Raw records
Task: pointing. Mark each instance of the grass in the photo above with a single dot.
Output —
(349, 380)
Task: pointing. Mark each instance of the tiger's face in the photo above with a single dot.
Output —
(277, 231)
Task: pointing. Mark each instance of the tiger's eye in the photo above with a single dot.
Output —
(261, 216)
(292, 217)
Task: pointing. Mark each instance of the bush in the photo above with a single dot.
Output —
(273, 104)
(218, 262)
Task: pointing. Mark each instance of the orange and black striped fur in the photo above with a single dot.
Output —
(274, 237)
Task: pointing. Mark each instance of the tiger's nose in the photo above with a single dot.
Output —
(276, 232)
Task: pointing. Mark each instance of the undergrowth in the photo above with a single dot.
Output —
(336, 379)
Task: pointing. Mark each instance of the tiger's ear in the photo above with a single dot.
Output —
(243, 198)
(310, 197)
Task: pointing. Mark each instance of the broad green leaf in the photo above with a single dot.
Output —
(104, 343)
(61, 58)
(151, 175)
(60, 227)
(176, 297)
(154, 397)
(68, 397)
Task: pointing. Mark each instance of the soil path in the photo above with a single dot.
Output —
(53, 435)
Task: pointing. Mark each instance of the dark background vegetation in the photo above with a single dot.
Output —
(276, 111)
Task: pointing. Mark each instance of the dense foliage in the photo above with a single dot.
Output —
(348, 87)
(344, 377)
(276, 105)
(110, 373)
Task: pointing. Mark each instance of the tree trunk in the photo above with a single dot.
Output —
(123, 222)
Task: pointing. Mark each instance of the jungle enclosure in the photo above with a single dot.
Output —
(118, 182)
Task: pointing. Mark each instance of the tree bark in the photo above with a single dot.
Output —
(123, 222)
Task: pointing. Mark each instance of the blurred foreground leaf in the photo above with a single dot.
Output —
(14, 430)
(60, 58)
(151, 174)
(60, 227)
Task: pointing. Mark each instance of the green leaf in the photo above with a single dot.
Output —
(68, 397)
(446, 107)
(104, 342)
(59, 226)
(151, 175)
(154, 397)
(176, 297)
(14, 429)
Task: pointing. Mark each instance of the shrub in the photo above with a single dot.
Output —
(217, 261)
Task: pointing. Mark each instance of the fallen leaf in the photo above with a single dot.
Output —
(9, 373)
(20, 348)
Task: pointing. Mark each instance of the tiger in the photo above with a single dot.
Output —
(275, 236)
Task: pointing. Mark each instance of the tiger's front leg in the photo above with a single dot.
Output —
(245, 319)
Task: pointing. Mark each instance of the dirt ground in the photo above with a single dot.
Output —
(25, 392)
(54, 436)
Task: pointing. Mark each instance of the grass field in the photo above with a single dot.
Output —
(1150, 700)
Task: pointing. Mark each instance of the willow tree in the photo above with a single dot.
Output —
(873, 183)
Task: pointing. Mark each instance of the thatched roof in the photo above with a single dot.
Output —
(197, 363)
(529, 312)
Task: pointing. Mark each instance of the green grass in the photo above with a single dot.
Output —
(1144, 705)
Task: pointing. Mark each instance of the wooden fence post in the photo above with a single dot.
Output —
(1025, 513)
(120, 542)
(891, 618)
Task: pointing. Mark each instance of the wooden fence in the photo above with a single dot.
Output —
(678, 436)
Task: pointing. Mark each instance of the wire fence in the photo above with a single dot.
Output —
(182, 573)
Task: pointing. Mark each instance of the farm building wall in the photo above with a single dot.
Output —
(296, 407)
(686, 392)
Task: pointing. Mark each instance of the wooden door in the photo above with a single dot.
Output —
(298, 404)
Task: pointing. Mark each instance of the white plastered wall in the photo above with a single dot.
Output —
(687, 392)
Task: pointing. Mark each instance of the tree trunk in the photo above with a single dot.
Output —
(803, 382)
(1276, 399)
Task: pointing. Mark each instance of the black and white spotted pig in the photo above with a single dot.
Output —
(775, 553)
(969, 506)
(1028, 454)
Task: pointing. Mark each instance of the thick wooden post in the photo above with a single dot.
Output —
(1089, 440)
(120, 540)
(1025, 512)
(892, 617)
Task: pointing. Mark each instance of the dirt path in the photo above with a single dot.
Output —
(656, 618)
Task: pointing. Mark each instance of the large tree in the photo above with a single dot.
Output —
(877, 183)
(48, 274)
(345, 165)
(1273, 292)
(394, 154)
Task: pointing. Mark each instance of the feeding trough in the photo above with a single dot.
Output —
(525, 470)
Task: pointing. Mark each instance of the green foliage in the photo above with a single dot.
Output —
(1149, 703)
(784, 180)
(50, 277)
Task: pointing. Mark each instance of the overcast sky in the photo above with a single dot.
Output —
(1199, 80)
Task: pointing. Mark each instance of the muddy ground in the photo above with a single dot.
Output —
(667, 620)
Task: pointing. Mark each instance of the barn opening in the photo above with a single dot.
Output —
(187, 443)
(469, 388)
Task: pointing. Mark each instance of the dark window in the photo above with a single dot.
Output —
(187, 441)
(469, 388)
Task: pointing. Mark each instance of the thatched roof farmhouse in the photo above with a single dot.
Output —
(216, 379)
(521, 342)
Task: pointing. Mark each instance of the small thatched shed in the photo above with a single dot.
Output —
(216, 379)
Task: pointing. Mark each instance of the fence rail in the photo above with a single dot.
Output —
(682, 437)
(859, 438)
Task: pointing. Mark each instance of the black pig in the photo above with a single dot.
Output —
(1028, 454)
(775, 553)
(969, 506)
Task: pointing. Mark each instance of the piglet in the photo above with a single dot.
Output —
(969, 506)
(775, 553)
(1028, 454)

● **Task brief**: Each record must be returned exactly as it is written.

● **Solution to this task**:
Task: pointing. Mark each instance of the grass in the photo above with a single dot.
Output —
(349, 380)
Task: pointing. Mark each instance of the tiger's face in the photo above with a single dot.
Output —
(277, 231)
Task: pointing. Mark each instance of the tiger's eye in the photo above with a single dot.
Output —
(261, 216)
(292, 217)
Task: pointing. Mark each instance of the bush in the photo above with a single dot.
Output —
(273, 104)
(218, 262)
Task: pointing. Mark each instance of the orange and black striped fur in the photo above with a single dot.
Output —
(274, 237)
Task: pointing. Mark each instance of the tiger's nose in the photo above with a single dot.
Output —
(276, 232)
Task: pointing. Mark each instance of the undergrowth in the photo above with a single dot.
Output —
(336, 379)
Task: pointing. Mark each instance of the tiger's ear in the photo above with a single dot.
Output —
(243, 198)
(310, 197)
Task: pointing. Mark each instance of the broad green leaf in the photo above with a single dot.
Output —
(104, 343)
(61, 58)
(151, 175)
(60, 227)
(176, 297)
(154, 397)
(68, 397)
Task: pointing. Mark each instance of the soil path in the photo above with a single dot.
Output —
(53, 435)
Task: pointing. Mark each instance of the dark background vegetation in the photo above with a single dot.
Output —
(276, 111)
Task: pointing. Mark each instance of the dense foliage in the photo above with a single dot.
Output —
(348, 87)
(344, 377)
(276, 105)
(110, 373)
Task: pointing. Mark each instance of the tree trunk in the photo above with a single dot.
Output —
(123, 222)
Task: pointing. Mark each instance of the jungle enclosure in the photo above with a single dot.
Output —
(118, 182)
Task: pointing. Mark each instance of the tree bark in the photo above with a single dot.
Output —
(123, 222)
Task: pointing. Mark each instance of the blurred foreground leaf in the photo above with a single dot.
Output —
(14, 430)
(60, 58)
(151, 174)
(60, 227)
Task: pointing. Mark each instance of the green leaf in the photo above with a single dot.
Output —
(68, 397)
(446, 107)
(104, 342)
(59, 226)
(151, 175)
(154, 397)
(176, 297)
(14, 429)
Task: pointing. Mark each instance of the shrub in the photo above with a single dot.
Output —
(217, 261)
Task: pointing. Mark each instance of the fallen leaf in the photo above with a single dot.
Output —
(9, 373)
(20, 348)
Task: pointing. Mark each instance of the tiger in the photo above with a single dot.
Output —
(275, 236)
Task: pointing. Mark each instance of the tiger's front leg in the photo above with a single dot.
Output —
(245, 319)
Task: pointing. Mark each instance of the dirt ground in the photo above with a single dot.
Output —
(25, 392)
(54, 436)
Task: pointing. Mark each instance of the grass field in the photo above with a single dot.
Output —
(1150, 700)
Task: pointing. Mark each instance of the willow tree in the photo above with a single dot.
Output —
(873, 183)
Task: pointing. Mark each instance of the thatched roof in the photo above with a single dot.
Output —
(197, 363)
(529, 312)
Task: pointing. Mark each instance of the green grass in the photo above with a single dot.
Output —
(1144, 705)
Task: pointing. Mark each instance of the wooden fence post in the photo above with a single dot.
Output —
(1025, 513)
(120, 542)
(891, 618)
Task: pointing. Mark each instance of the wooden fence in the photo above with a single dot.
Output —
(678, 436)
Task: pointing. Mark each instance of the wire fence in the photo above with a single dot.
Output —
(182, 573)
Task: pointing. Mark each instance of the farm building wall in the photo above with a single dot.
Output —
(296, 407)
(686, 392)
Task: pointing. Mark each instance of the wooden door in the photo above with a single dot.
Output —
(298, 404)
Task: pointing. Mark each instance of the white plastered wall in the photo above with a single dot.
Output —
(687, 392)
Task: pointing. Mark each instance of the tree trunk in the photo above with a single dot.
Output —
(803, 382)
(1276, 399)
Task: pointing. Mark each instance of the black and white spotted pig in the photo above with a single dot.
Output —
(775, 553)
(969, 506)
(1028, 454)
Task: pointing. Mark each instance of the thick wooden post in the photo above with a single dot.
Output —
(1089, 440)
(120, 540)
(1025, 512)
(892, 617)
Task: pointing. Mark each instance of the dirt path in the photo above with a single dot.
Output —
(656, 618)
Task: pointing. Mark each instance of the large tree in the photo above with a single dot.
Output —
(877, 183)
(48, 274)
(345, 165)
(1273, 292)
(394, 154)
Task: pointing. Mark each instance of the feeding trough in the photo above with a single dot.
Output —
(525, 470)
Task: pointing. Mark each instance of the green foliage in the photo above with a single dot.
Output —
(1149, 703)
(784, 180)
(50, 277)
Task: pointing. Mark each instance of the overcast sky in the photo above with a single dot.
Output —
(1199, 80)
Task: pointing. Mark each instance of the muddy ground in the photo above with a single dot.
Output —
(667, 620)
Task: pointing. Mark each instance of the barn opening in the photo above with a single dot.
Output —
(187, 443)
(469, 388)
Task: pointing. Mark each instance of the dark window in the photo above with a single dot.
Output —
(187, 441)
(469, 388)
Task: pointing. Mark each instance of the thatched roof farmhouse in the photo above with a single dot.
Output —
(216, 379)
(521, 342)
Task: pointing. Mark each instance of the small thatched shed in the photo above with a single dot.
Output —
(216, 379)
Task: pointing. Mark each instance of the fence rail in the photo above with a single dot.
Output —
(682, 437)
(859, 438)
Task: pointing. Mark each instance of the black pig in the photo above with a single dot.
Output —
(1028, 454)
(775, 553)
(969, 506)
Task: pointing. Mark each instance of the piglet in the photo above with a single dot.
Output —
(969, 506)
(775, 553)
(1028, 454)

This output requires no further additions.